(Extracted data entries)
++++++
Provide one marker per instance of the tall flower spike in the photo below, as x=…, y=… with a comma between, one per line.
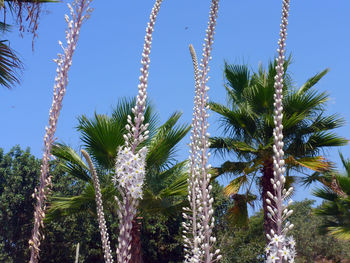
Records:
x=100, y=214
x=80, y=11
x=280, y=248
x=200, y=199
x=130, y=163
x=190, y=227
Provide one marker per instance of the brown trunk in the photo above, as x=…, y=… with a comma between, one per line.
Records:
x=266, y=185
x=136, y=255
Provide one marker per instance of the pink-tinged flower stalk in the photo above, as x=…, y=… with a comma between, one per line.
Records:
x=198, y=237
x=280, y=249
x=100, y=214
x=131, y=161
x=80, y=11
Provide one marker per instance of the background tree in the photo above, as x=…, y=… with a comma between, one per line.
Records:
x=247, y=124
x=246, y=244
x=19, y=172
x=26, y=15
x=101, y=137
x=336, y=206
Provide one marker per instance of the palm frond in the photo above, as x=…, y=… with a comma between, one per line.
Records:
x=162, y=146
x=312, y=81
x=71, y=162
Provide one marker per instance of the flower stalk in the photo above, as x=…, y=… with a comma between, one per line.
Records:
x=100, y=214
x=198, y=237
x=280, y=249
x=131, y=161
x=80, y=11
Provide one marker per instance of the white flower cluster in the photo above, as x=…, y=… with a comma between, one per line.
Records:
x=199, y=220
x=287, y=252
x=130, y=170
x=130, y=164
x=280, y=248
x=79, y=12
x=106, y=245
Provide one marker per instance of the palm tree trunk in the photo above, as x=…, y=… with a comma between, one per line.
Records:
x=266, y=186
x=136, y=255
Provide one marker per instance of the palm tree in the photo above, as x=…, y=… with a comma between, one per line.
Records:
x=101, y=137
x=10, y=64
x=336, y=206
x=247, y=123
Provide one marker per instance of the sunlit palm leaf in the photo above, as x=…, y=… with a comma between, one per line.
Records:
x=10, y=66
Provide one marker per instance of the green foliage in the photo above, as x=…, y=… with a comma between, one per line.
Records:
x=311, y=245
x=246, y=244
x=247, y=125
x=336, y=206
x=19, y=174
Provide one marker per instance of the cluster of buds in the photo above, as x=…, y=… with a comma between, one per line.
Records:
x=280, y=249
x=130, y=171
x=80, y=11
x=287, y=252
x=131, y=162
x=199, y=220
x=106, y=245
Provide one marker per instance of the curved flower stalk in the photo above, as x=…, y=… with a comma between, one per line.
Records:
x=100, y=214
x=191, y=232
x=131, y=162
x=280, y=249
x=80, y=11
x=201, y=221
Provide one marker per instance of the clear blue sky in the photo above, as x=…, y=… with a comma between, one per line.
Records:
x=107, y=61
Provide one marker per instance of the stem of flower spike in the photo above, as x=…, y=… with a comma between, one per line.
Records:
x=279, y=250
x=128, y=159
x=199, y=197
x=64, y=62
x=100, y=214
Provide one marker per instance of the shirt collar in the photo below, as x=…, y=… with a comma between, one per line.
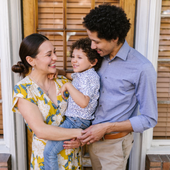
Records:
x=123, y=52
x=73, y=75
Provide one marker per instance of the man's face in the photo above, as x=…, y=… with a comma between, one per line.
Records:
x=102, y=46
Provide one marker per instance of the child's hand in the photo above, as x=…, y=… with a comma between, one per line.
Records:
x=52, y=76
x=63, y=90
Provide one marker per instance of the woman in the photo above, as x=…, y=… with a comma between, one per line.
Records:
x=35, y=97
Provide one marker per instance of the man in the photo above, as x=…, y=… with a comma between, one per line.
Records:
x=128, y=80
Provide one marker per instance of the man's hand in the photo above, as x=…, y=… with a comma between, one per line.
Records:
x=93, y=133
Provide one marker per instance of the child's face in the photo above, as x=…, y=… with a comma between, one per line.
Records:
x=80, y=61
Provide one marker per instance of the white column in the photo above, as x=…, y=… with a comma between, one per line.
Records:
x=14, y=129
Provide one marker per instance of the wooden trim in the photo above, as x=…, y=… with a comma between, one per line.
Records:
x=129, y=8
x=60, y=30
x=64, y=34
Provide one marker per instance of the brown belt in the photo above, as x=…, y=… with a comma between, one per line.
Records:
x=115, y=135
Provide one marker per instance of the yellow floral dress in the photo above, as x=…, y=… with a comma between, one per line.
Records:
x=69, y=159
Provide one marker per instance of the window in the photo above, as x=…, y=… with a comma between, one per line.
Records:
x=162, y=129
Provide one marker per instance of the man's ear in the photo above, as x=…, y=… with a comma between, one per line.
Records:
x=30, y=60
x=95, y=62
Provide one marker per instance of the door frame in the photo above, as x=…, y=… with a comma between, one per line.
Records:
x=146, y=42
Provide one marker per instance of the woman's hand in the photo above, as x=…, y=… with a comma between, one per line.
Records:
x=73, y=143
++++++
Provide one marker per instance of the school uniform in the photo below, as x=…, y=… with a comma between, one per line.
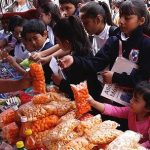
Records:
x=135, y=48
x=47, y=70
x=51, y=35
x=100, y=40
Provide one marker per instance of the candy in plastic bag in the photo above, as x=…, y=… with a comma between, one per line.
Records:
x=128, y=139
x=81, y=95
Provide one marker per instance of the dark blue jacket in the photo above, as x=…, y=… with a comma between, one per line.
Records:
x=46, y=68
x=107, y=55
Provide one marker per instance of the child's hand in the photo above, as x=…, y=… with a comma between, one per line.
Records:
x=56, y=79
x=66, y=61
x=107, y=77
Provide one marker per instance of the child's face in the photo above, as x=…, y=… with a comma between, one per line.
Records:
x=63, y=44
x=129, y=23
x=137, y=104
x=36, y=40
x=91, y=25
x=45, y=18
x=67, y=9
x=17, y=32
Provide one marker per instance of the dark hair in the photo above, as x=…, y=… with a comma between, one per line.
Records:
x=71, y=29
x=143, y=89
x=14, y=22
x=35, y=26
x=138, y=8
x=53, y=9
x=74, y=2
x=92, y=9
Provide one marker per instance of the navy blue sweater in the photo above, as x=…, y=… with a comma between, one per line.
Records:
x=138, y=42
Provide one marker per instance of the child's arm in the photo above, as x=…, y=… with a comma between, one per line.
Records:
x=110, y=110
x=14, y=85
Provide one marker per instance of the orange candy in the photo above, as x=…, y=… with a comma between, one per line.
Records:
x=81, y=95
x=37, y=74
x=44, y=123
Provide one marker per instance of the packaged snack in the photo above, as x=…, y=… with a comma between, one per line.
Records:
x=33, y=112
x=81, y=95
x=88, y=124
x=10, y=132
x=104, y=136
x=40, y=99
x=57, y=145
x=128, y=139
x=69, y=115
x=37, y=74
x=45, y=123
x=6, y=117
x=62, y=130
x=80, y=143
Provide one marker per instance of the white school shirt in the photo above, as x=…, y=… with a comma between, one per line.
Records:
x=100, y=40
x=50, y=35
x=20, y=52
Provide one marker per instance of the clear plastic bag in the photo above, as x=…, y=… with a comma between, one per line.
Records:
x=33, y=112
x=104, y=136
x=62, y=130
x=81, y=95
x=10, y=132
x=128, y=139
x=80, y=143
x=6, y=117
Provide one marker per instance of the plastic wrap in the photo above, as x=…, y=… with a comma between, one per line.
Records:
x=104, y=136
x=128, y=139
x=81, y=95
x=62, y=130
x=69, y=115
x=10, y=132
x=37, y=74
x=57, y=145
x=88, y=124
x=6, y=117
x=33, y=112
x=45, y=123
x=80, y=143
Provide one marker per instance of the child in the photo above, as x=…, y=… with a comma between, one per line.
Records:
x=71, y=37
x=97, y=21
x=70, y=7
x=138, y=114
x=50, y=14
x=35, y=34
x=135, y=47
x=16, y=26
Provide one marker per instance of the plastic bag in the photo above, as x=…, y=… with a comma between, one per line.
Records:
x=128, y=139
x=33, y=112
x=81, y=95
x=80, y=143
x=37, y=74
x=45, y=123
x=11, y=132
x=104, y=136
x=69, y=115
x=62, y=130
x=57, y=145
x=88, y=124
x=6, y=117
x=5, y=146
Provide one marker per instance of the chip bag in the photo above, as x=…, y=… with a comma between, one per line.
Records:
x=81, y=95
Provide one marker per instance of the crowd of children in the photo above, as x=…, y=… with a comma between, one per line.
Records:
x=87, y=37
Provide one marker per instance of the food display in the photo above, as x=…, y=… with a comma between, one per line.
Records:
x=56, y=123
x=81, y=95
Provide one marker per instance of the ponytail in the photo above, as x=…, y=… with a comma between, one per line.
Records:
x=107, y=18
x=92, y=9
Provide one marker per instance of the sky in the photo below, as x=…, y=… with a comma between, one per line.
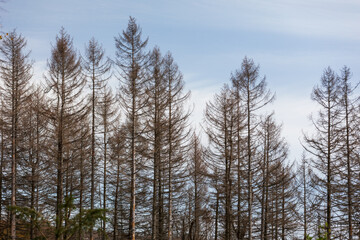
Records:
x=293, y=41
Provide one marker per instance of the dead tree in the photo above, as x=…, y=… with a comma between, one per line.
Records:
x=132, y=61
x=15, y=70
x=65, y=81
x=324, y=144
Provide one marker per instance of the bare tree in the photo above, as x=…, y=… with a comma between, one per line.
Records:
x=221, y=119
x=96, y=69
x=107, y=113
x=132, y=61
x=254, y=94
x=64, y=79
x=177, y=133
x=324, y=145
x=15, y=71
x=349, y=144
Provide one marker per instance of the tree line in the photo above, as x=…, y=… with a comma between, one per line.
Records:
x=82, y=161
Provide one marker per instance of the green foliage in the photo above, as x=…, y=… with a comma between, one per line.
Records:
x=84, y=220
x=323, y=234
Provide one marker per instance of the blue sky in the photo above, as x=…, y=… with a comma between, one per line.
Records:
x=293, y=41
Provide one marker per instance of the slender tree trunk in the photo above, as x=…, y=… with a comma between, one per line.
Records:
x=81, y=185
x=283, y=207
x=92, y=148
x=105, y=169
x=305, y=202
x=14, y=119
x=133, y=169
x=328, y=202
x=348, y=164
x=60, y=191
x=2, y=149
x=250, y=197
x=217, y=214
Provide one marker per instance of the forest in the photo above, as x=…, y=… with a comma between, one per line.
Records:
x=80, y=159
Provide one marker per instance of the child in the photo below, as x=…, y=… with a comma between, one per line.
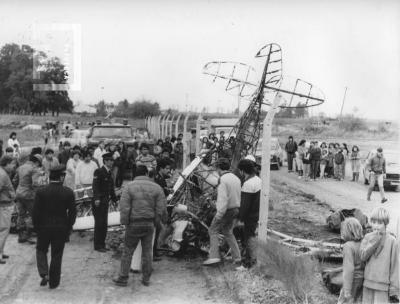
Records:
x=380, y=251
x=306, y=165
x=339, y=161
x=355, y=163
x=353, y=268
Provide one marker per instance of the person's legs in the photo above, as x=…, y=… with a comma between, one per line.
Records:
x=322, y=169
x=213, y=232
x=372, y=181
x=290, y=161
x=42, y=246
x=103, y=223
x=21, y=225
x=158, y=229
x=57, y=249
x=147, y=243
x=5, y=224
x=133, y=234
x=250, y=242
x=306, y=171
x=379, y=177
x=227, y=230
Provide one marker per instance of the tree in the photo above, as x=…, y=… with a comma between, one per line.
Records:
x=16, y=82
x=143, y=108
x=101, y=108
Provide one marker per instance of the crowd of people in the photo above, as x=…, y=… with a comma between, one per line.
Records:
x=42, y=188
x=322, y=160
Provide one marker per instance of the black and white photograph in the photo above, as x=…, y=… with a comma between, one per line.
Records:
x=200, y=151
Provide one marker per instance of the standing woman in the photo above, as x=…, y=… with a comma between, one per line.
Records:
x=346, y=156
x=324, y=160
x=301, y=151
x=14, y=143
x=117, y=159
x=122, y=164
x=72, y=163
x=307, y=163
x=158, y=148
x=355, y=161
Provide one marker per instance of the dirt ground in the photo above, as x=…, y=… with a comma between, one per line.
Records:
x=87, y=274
++++++
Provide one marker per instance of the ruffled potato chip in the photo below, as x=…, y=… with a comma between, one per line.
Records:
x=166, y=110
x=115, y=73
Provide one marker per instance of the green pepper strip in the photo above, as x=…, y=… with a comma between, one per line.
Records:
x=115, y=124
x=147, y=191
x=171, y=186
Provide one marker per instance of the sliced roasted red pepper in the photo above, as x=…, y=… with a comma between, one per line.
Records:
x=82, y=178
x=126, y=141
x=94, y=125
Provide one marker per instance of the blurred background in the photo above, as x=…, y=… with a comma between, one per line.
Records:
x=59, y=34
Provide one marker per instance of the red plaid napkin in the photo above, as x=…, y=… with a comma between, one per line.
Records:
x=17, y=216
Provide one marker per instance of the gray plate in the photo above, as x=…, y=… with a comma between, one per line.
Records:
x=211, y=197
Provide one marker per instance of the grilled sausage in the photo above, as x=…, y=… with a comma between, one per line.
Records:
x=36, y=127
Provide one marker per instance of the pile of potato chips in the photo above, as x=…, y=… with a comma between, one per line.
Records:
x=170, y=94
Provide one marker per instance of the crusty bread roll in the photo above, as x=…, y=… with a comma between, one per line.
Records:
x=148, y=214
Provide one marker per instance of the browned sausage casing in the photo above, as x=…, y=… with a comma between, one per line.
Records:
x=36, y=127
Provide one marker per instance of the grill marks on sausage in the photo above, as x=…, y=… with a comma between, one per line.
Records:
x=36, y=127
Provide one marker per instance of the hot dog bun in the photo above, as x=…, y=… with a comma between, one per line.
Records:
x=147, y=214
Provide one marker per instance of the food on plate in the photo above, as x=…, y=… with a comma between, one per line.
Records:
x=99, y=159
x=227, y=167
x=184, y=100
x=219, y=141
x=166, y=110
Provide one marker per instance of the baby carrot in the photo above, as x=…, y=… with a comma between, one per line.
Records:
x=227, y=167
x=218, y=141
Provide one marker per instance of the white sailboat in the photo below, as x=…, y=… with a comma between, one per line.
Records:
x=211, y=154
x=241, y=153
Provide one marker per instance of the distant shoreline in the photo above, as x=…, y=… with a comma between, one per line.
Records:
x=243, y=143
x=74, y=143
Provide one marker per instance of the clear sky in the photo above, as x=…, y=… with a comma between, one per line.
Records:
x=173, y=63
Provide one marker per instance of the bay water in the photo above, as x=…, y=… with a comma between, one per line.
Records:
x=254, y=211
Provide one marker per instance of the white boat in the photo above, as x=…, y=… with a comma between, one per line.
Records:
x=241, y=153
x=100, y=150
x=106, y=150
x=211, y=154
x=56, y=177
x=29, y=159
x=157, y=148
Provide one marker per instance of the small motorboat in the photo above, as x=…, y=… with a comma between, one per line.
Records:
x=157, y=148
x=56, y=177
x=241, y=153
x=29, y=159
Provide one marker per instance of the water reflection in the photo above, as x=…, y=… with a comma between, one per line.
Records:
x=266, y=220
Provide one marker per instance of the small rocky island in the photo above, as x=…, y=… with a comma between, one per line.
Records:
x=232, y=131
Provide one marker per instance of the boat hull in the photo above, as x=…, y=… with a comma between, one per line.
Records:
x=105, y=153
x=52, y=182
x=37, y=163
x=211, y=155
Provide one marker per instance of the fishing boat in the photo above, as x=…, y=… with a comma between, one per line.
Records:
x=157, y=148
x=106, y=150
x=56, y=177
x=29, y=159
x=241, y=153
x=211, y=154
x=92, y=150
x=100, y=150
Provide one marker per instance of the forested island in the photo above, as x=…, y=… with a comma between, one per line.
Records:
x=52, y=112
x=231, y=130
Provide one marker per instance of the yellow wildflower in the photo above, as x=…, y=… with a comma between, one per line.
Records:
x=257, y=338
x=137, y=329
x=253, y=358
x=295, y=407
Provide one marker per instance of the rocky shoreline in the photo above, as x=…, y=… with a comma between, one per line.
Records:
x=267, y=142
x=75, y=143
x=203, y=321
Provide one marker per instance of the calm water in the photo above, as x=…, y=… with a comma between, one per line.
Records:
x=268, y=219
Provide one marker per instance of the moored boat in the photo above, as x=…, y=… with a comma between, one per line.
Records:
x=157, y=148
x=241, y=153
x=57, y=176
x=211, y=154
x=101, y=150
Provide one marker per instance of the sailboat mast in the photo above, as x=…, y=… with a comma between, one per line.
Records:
++++++
* **Exercise instructions**
Rewrite the lines from the line with "Provide one marker per instance of the man's ear" to the line with "x=73, y=143", swapping "door frame" for "window frame" and leaving everything else unchanged.

* **Exercise solution**
Provide one marker per instance of the man's ear in the photo above, as x=…, y=… with a comma between, one per line.
Records:
x=30, y=60
x=95, y=62
Provide one marker per instance of the window frame in the photo above, as x=…, y=… with a comma between, one per line.
Records:
x=146, y=42
Provide one marker per instance of the woman's hand in the photo above, as x=…, y=… with a comma between, one per line.
Records:
x=73, y=143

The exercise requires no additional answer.